▶ Work instructions
Reproduce all of the material below verbatim, leaving out the pictures.

:::

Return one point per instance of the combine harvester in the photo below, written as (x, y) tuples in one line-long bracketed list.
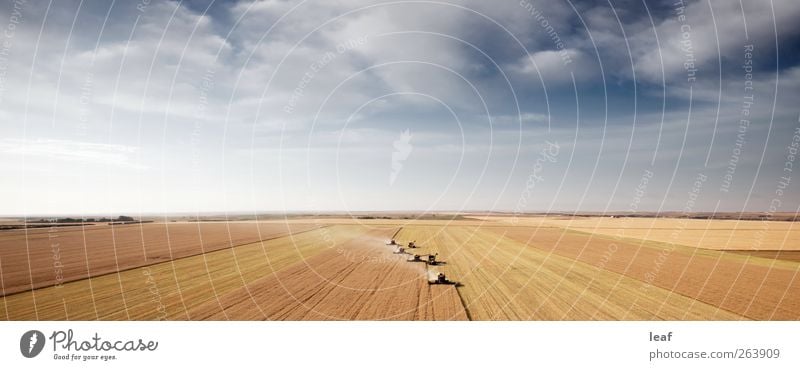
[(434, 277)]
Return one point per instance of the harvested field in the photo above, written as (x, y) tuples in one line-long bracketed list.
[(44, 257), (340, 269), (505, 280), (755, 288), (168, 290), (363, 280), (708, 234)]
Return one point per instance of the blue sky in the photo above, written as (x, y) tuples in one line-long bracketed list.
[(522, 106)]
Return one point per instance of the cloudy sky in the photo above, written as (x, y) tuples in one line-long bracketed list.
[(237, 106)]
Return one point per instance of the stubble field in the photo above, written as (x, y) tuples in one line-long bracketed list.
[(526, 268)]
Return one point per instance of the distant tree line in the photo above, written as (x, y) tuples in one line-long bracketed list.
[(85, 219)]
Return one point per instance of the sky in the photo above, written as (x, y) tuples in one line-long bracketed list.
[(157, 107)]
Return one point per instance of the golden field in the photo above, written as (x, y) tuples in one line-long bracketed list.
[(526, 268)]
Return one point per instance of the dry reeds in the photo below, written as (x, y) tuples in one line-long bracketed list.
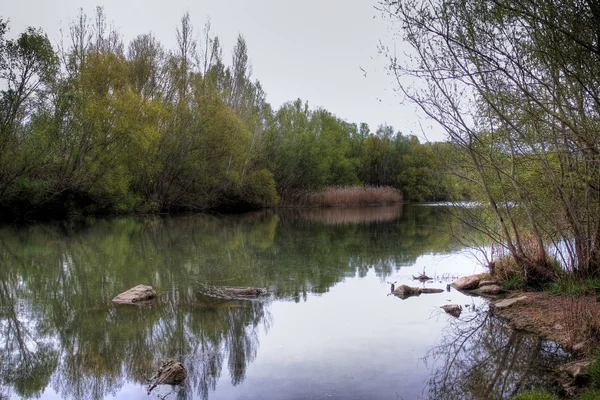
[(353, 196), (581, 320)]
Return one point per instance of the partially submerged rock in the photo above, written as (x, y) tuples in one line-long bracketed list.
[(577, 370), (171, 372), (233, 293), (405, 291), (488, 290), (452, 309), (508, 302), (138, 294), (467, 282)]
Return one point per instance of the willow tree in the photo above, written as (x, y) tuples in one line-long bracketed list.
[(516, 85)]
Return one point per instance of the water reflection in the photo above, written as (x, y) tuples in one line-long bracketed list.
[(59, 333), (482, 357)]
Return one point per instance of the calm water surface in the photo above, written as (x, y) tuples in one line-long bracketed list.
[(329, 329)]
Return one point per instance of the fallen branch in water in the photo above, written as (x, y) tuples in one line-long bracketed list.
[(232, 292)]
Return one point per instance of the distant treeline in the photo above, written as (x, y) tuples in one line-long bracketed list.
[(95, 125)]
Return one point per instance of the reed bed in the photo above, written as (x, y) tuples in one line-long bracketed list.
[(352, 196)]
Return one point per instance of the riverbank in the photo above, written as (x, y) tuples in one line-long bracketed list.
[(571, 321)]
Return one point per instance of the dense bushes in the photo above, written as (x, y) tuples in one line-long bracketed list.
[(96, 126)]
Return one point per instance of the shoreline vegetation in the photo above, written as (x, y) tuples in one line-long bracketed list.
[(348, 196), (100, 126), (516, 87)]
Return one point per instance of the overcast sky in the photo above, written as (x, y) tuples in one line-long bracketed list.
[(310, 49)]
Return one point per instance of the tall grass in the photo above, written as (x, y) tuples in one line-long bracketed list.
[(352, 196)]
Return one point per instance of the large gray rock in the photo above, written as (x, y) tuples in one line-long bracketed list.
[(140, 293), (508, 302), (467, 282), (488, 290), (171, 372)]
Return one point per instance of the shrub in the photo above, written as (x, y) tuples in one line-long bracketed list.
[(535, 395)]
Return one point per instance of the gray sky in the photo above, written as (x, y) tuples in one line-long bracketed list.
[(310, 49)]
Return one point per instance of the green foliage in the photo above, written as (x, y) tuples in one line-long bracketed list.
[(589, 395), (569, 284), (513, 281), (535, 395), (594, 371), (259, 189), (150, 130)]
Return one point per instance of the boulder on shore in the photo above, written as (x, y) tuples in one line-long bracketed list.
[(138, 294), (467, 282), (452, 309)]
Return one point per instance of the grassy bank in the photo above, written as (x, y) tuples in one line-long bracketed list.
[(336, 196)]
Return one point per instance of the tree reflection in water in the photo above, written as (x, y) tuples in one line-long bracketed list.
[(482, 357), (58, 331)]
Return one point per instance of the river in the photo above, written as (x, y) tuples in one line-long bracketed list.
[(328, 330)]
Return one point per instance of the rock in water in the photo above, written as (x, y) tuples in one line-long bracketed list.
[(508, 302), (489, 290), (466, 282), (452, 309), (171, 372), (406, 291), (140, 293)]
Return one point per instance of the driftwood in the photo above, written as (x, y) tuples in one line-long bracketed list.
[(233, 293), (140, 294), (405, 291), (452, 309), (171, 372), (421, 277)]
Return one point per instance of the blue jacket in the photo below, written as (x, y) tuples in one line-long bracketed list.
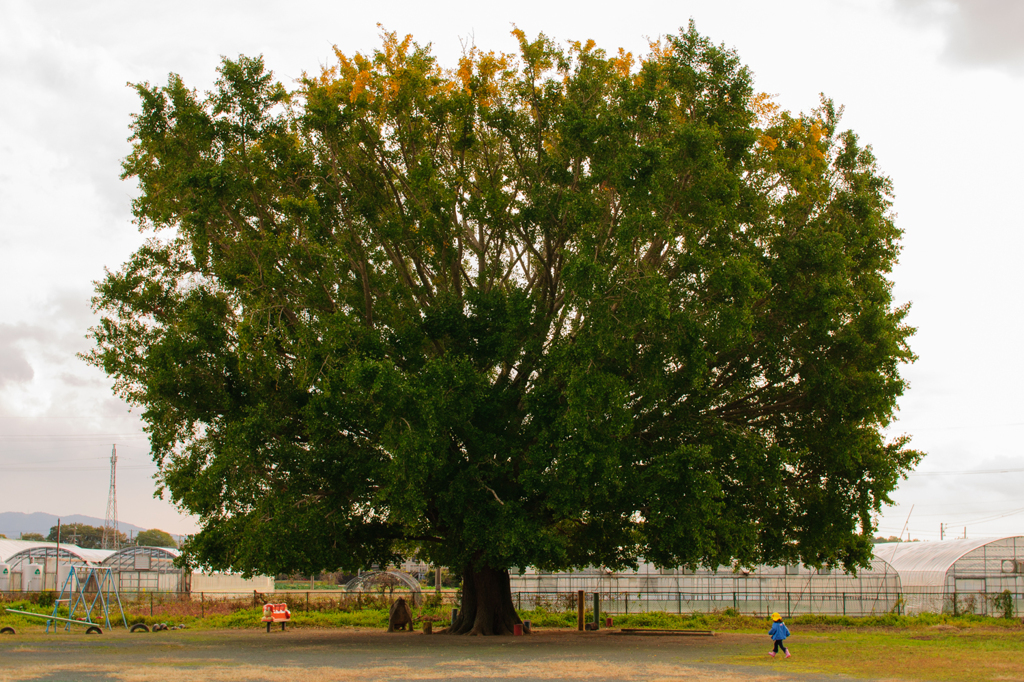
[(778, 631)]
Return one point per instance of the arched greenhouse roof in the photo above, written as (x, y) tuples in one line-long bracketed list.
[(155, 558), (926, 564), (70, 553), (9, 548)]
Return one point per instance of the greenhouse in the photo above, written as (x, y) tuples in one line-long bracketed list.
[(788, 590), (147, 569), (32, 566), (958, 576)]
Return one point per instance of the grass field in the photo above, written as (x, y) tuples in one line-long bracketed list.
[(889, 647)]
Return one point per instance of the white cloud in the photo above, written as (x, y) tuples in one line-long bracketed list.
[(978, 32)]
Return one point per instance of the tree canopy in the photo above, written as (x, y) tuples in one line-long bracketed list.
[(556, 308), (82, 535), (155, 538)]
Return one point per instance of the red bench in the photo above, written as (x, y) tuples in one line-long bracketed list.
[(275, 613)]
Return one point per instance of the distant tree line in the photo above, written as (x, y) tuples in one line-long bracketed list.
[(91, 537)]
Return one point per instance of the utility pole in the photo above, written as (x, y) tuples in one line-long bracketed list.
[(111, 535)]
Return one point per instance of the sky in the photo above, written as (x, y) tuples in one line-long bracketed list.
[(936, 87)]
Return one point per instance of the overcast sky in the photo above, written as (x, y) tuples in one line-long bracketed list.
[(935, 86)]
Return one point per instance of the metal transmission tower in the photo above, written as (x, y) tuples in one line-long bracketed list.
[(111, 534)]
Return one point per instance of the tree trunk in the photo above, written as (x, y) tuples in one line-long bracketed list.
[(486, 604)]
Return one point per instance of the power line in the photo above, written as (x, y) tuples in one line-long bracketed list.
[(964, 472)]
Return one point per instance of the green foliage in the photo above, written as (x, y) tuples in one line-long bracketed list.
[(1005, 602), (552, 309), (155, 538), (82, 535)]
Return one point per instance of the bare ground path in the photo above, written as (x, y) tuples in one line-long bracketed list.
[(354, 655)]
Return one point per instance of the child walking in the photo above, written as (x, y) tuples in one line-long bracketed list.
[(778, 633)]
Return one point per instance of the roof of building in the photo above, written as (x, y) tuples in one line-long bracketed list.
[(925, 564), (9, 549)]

:::

▶ Output for this exercise
Return one point per instance of the combine harvester in the photo below, written as (x, y) tuples in one line-long bracketed list.
[(434, 277)]
Return one point per instance of the harvested field in the photo above, written as (x, y) tuples in one line-long bracketed list.
[(44, 257), (340, 269), (505, 280), (755, 288), (168, 290), (363, 280), (708, 234)]
Return one point per instance of the blue sky in the photo above, written as (x, y) tuples in one line-long bracketed list.
[(522, 106)]
Return one point per instance of the cloudy sky in the photo above, written as (x, y) tuples in one line-long bracketed list.
[(237, 106)]
Return one point per instance of the stubble field in the photo above, written as (x, y) tuples in one line-long bracketed list.
[(526, 268)]
Return one point per instance of the distant tree line in the photo above, written as (x, y) tuples in one line-long bracketed list.
[(85, 219)]
Return one point per instance of the sky in the photo above, written as (x, y) tuples in one line-long bracketed list.
[(157, 107)]
Return one point per instance of the golden field in the photo above, written as (x, y) tuples in one line-long bracketed list.
[(526, 268)]
Return one point per instance of the dry reeds in the photo below, written as (x, y) tuples in one line-long bracketed list.
[(353, 196), (581, 320)]
Return one point per instance of the partially submerged rock in the photo above, written as (x, y) tuples in one line-long bracketed list.
[(577, 370), (171, 372), (233, 293), (405, 291), (488, 290), (452, 309), (508, 302), (138, 294), (467, 282)]
Return one point per instance of the willow tree in the photo above, written as (x, y) tuples in one line-long bracketed list.
[(516, 85)]
Return one point per instance of the water reflection in the photo above, written as (x, y) tuples in one line-long bracketed list.
[(59, 333), (482, 357)]
Return one point per instance of the calm water surface in the photo above, written as (x, y) tuples in one line-long bracketed list.
[(329, 329)]
Return one point per instance of the fallen branch in water in the photo above, written as (x, y) tuples in one line-long bracketed list.
[(232, 292)]
Return one point per instance of the distant treeline in the photo above, written as (x, y) tuples in one line-long bracketed list.
[(95, 125)]
Return one point per instance of the reed bed in the photo above, written as (x, y) tuples in one line-long bracketed list.
[(352, 196)]
Return one point per instance of the riverbank in the photo above, written as (x, y) tuples in one line-long bracketed list.
[(571, 321)]
Return one point per instance of the dense bushes in the photo above, written as (x, y) tuples in one line-long bracketed list.
[(96, 126)]
Return one point per instance of the shoreline vegetation in the photo above, written as (x, y) tuples in one line-long bracketed list.
[(348, 196), (100, 126), (516, 87)]
Return one point per instance of the overcast sky in the photo above, written as (x, y) tuples in one line-long bracketed list.
[(310, 49)]
Return one point per instance of the tall grass in the photo above, written as (x, y) tuples in one line-long bracketed list.
[(352, 196)]
Return one point per instance of the large gray rock in the photo above, written as (x, y) tuples in one line-long bracketed list.
[(140, 293), (508, 302), (467, 282), (488, 290), (171, 372)]
Return one point per instance of the shrub in the photo above, written as (x, y) tuples in one line-long bracketed list.
[(535, 395)]
Return one point per instance of the gray sky in the photo above, written as (x, y) tuples in one line-long bracketed list.
[(310, 49)]
Return one point per instance of the green foliage in the photo above, written as (x, y) tuples in one line-long bracketed list.
[(589, 395), (569, 284), (513, 281), (535, 395), (594, 371), (259, 189), (150, 130)]
Return one point per instance of the boulder on shore in the photo above, written as (x, y) tuples in one line-long bracketed list.
[(138, 294), (467, 282), (452, 309)]
Return one point per instance of the grassy bank in the photo above, written as (x, y) tuples in one line-long bracketed list.
[(336, 196)]
Return one point per instance of the tree reflection in water in the photo above, written as (x, y) tuples in one line-long bracketed list.
[(482, 357), (58, 331)]
Return one point per instance of the river in the photo above, written as (x, y) tuples in one line-long bracketed list.
[(328, 330)]
Return one point per instance of the rock in water in the photo above, written as (x, y) tuples in one line-long bracketed list.
[(508, 302), (489, 290), (466, 282), (452, 309), (171, 372), (406, 291), (140, 293)]
Return one point per instance of the driftwood in the photo above, written as (x, y) tuples in one line-long bracketed list.
[(233, 293), (140, 294), (405, 291), (452, 309), (171, 372), (421, 277)]
Return one point per instance of the blue jacket in the photo below, written as (x, y) tuples in one line-long bracketed list.
[(778, 631)]
Return one point per instance of the arched greenhouse roof in the photo above, written as (x, y) tuples in one line-long bracketed list.
[(155, 558), (926, 564), (70, 553), (9, 548)]
Return one point per instance of the greenhouse in the photo above, written as (x, y) tuples in one line-long bracketed list.
[(788, 590), (147, 569), (32, 566), (958, 576)]
Return one point per instance of the grass field in the photo above, written as (x, y) tuples in one line-long bracketed list.
[(889, 647)]
Return one point per instance of the white cloud in the photo above, written as (x, y) tuples in one line-long bracketed list.
[(978, 32)]
Return one point per instance of the tree canopy in the photo above, written as (x, y) tuples in one line-long bracketed list.
[(556, 308), (82, 535), (155, 538)]
Return one point per instance of the red bench in the photo above, written as (x, y) tuples in one line-long bracketed list.
[(275, 613)]
Return one point per instance of the distant tree line in the photo above, written as (x, y) tuples in one line-long bracketed list.
[(91, 537)]
Return one point per instance of the utility pole in the photo above, written as (x, y) tuples in one line-long bracketed list.
[(111, 535)]
Return one point per instance of the sky in the photo above, written as (x, y) tuples in one line-long bracketed list.
[(936, 87)]
Return one point per instance of the overcast sky in the photo above, written as (x, y) tuples in one line-long bracketed list.
[(935, 86)]
Return one point per instance of the metal transmission tower in the photo above, written as (x, y) tuples in one line-long bracketed list.
[(111, 534)]
Return one point per instance of the tree trunk in the photo above, written as (x, y) tuples in one line-long bracketed list.
[(486, 604)]
Return one point per instance of the power line in the photo above, written as (x, y) tuples in one line-long bracketed list.
[(964, 472)]
Return one point per instance of the green foliage in the photo above, written as (x, y) tuples in one line-long bracketed list.
[(1005, 602), (552, 309), (155, 538), (82, 535)]
Return one point per instance of the bare ground path in the photo above, written as (x, y) tuples in one line-long bracketed list.
[(354, 655)]
Return one point per instance of the child walking in the photo above, written as (x, y) tuples in one line-long bracketed list.
[(778, 633)]
Return one point per instance of the roof of building in the photo above, written as (x, y) tuples in one line-long bracketed list.
[(925, 564), (9, 549)]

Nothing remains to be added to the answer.